Per favore, restituisci parola per parola il passo del testo sul terremoto nel centro Italia che va dalle parole “Poco più di” fino alle parole “ormai completamente inutili.”, comprese queste ultime.

- Estratto della fonte -
::::
“Come va dalle vostre parti?”. Una domanda che da ormai quasi sei mesi accompagna la nostra quotidianità. Le “nostre parti” sono quella fetta di centro Italia che si trova ad affrontare una prova umana più complessa del previsto. Un “brutto film” che equivale a realtà, a emergenza, a prospettive future tutte da ripensare e riprogettare.
Il 24 agosto tanti connazionali hanno imparato meglio la geografia di Lazio, Abruzzo, Marche e Umbria. Tutti ci siamo sentiti un cuor solo con Amatrice, Accumoli, Arquata e Pescara del Tronto…
Poi, il 26 ottobre il “mostro” è ritornato tra i monti dell’Appennino. E il 30 ottobre la terra si è spaccata con una violenza inaudita, portandosi via quella placidità che abita sui versanti dei Sibillini, generando un terrore che nemmeno i vecchi rammentano, e che vescovi e sacerdoti tentano di arginare con la cristiana speranza: qualcosa di ben diverso dall’“ottimismo”, come ha ricordato ai terremotati Papa Francesco, ascoltando le loro storie e abbracciando, in Vaticano, le loro sofferenze.
Poco più di due mesi, il 18 gennaio, ed ecco arrivare ancora quel sisma bianco con il quale fare i conti è sempre più difficile. Stavolta le quattro “botte” che hanno sconquassato di nuovo questo tratto di Paese già ferito hanno fatto tremare tetti appesantiti dalla furia del maltempo, fatto crollare pezzi di chiese già devastate o stalle ormai completamente inutili.
::::
- Dati forniti -
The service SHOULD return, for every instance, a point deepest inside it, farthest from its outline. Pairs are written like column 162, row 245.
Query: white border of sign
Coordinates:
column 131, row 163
::::
- Risposta completa -
Poco più di due mesi, il 18 gennaio, ed ecco arrivare ancora quel sisma bianco con il quale fare i conti è sempre più difficile. Stavolta le quattro “botte” che hanno sconquassato di nuovo questo tratto di Paese già ferito hanno fatto tremare tetti appesantiti dalla furia del maltempo, fatto crollare pezzi di chiese già devastate o stalle ormai completamente inutili.